Prompt 1
Translate this sentence from the Christmas wreath pizza recipe into Spanish: "Slice the cherry tomatoes in halves."

Excerpted text
+--

December 16, 2023. Here’s the BCS Christmas Quiz. Is it:
1) A Christmas Wreath?
2) A holiday centerpiece?
3) A great pizza?
4) All of the above.
If you answered “4”, you’re correct! And Martha Stewart’s got nuthin’ on you. Whip up this delicious, nutritious, seasonal pizza for your holiday party and wow yourself, your friends and your family. Take a picture and post it on your Facebook page. Spread the cheer.
Spread the toppings (a little bit of fresh mozzarella cheese, a few cherry tomatoes and two cups of kale) on a 34-cent homemade pizza crust. Into the oven. Yum.
Roll it
Pre-heat your oven and pizza stone to 550 or its highest possible temperature. Meanwhile, roll out your dough into a crust or two, just like in Pizza 101. If you’ve advanced to Pizza 102, toss it. Or use the Pizza Upgrade method for the dough and crust preparation. Then prepare your toppings.
The Christmas Wreath Pizza
Prepare the kale just like you do when you make kale chips. De-stem, tear, toss in a very little olive oil and sea salt. Slice the cherry tomatoes in halves.
Cut two or three very thin slices of fresh mozzarella. Then cut them into small, thin squares to spread around the pizza crust. There should be gaps between the pieces and none of the cheese should be closer than a half inch to the edge. The squares will melt and spread into each other. You don’t want any going over the edge, and you don’t want a thick, heavy layer of cheese. Optionally, finely grate a bit more to sprinkle on top of the baked pizza. You know, like a little dusting of snow.
Put the pizza crust and mozzarella in the oven for a minute or two – just long enough to start the cheese meltdown and brown the edges. Take it out and assemble your kale wreath around the perimeter. Decorate with cherry tomato halves.

+--

Prompt 2
In the entries below, what is the stretch from the line containing "In this exercise you will mark every instance of the reflection" through the line containing "pixel 342 122"? Quote it line for line, both end lines included.

Material for this exercise
+--

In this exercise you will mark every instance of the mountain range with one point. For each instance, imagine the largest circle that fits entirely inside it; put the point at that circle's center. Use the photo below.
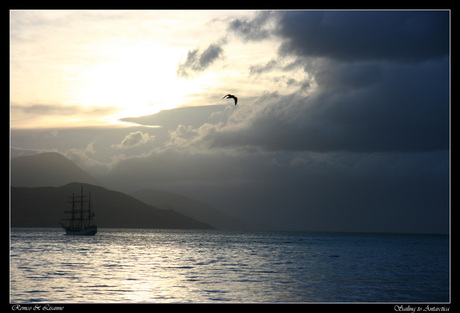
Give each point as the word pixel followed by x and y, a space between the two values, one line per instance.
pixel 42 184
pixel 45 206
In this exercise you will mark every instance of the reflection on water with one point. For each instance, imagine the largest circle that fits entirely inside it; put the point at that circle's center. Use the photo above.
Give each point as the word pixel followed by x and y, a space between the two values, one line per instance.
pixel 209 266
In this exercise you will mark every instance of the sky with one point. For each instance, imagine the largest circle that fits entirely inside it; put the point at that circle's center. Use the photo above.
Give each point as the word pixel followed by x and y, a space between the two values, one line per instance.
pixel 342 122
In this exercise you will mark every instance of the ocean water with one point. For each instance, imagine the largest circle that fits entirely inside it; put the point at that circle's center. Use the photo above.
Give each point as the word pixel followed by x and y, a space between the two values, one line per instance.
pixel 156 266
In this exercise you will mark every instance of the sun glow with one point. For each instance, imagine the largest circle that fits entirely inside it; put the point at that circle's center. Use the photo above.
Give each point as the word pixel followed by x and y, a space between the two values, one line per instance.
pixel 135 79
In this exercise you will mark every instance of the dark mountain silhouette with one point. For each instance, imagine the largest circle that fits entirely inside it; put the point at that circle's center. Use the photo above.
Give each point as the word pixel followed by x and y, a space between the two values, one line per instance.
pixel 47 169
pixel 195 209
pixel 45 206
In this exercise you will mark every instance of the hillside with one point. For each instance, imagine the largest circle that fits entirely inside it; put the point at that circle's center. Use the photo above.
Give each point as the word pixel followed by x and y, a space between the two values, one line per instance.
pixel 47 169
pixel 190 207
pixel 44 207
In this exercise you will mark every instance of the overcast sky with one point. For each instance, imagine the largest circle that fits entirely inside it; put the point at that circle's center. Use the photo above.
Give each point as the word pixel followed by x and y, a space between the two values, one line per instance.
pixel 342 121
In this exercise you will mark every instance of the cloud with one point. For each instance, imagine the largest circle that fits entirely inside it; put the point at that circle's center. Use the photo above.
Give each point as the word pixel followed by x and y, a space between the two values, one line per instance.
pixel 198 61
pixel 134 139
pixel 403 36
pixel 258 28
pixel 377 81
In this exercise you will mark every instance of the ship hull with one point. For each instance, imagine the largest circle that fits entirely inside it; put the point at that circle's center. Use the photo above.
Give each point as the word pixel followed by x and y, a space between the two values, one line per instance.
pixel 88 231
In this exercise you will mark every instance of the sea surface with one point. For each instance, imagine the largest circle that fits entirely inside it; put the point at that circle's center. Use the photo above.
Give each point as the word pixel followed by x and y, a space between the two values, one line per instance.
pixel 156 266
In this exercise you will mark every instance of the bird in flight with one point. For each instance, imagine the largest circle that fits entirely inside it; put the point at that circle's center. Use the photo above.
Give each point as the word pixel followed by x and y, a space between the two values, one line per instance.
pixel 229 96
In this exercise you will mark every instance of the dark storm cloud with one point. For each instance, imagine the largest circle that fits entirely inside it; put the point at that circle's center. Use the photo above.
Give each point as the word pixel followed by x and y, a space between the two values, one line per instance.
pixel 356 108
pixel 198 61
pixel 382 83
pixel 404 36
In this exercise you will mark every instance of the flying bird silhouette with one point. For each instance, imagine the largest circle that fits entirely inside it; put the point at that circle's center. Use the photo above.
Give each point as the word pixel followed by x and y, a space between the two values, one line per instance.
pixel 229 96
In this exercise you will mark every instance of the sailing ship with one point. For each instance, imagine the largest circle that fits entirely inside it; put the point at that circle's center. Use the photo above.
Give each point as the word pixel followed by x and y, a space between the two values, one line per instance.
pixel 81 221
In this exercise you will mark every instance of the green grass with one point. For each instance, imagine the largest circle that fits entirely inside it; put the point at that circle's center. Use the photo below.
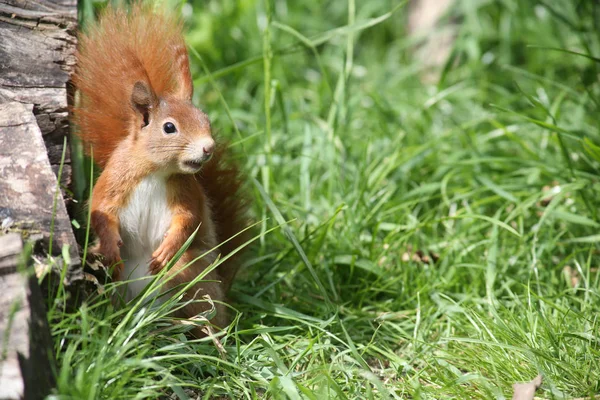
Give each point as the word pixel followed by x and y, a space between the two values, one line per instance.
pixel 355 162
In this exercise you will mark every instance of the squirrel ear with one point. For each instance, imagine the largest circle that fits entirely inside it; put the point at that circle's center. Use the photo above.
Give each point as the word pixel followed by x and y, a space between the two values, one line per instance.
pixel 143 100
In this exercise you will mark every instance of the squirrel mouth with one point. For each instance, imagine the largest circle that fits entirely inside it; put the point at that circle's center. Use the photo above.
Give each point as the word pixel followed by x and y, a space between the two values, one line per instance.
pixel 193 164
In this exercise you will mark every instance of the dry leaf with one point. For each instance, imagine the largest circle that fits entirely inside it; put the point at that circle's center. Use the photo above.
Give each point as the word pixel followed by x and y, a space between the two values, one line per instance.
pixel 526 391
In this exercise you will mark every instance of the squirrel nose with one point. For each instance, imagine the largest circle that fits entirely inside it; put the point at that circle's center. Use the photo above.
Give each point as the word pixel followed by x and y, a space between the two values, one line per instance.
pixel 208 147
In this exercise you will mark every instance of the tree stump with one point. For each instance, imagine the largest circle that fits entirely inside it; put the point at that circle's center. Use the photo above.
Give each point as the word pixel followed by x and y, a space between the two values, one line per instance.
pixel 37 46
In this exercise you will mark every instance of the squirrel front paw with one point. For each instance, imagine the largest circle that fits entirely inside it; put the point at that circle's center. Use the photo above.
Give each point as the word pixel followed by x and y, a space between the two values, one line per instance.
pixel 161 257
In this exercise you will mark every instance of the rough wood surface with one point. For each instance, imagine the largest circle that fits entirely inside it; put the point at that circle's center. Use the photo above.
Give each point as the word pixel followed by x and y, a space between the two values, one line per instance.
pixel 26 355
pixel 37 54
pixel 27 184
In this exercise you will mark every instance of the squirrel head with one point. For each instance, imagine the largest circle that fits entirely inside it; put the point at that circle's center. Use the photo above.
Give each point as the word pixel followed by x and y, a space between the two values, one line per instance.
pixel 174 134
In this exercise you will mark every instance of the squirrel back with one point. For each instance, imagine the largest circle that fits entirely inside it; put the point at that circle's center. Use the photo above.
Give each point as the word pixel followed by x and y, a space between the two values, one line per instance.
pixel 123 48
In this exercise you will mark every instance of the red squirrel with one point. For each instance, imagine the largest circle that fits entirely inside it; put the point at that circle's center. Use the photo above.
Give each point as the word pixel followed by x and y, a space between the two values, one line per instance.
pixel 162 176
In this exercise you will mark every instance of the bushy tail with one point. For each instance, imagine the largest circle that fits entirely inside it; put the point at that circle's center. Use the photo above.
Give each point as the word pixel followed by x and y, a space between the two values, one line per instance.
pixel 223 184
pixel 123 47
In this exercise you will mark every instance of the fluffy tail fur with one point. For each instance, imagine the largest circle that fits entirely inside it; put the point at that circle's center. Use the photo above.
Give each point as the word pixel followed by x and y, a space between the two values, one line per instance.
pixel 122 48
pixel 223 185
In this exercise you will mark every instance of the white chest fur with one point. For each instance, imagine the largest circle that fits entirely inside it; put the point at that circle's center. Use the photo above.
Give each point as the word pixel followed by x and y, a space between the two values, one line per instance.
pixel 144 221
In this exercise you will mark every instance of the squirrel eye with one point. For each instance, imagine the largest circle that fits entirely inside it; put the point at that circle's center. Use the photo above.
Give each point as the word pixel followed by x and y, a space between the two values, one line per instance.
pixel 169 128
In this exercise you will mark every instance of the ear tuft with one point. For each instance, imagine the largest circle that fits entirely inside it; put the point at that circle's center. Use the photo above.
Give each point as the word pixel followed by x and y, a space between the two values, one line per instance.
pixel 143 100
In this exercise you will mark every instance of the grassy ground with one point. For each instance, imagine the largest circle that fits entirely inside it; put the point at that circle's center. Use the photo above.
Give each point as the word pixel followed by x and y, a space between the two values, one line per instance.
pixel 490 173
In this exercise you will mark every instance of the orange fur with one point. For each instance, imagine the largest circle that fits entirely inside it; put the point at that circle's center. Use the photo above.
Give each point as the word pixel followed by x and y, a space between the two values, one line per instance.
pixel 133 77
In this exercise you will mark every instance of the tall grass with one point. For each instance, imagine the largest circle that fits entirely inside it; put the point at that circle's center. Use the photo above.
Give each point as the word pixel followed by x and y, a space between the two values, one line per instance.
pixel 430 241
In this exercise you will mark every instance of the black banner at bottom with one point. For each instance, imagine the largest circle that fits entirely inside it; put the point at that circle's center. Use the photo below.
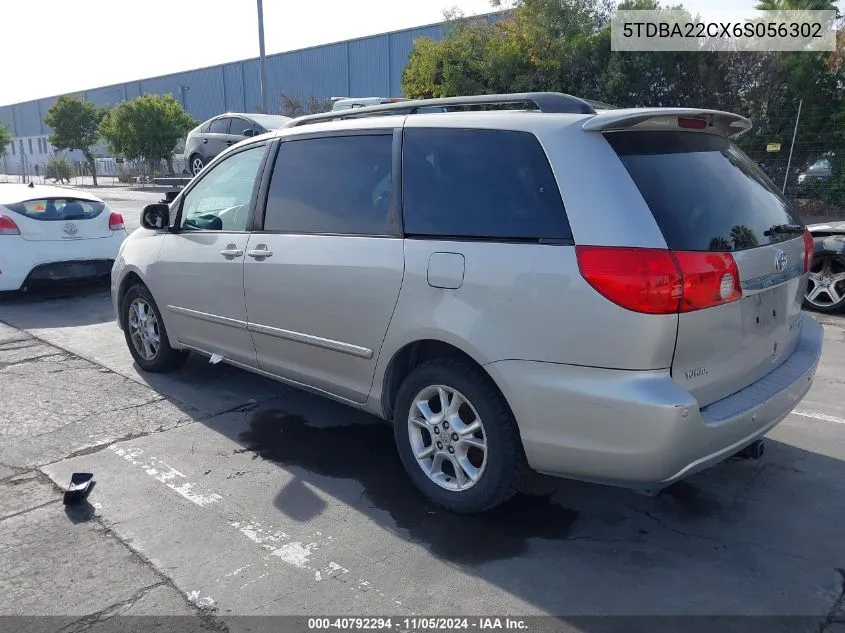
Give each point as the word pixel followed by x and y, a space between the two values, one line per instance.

+--

Complete output 1
Corta los tomates cherry por la mitad.

Complete output 2
In this exercise you will mark every instance of the reflection on water with one point. For each instance, imagine the largest circle that fits entirely inside it; put the point at that circle's center. Use the photo above.
Give each point as the word pixel followed by x and y, a space between the two values, one line per instance.
pixel 209 266
In this exercise you will mark every instance of the sky with one point. For each instance, imagine the largest circle that fits entirely inside it; put the point at that circle's center. Use the photo above.
Give each point as the word pixel followed by x and y, a space between the two values, one line per instance.
pixel 342 122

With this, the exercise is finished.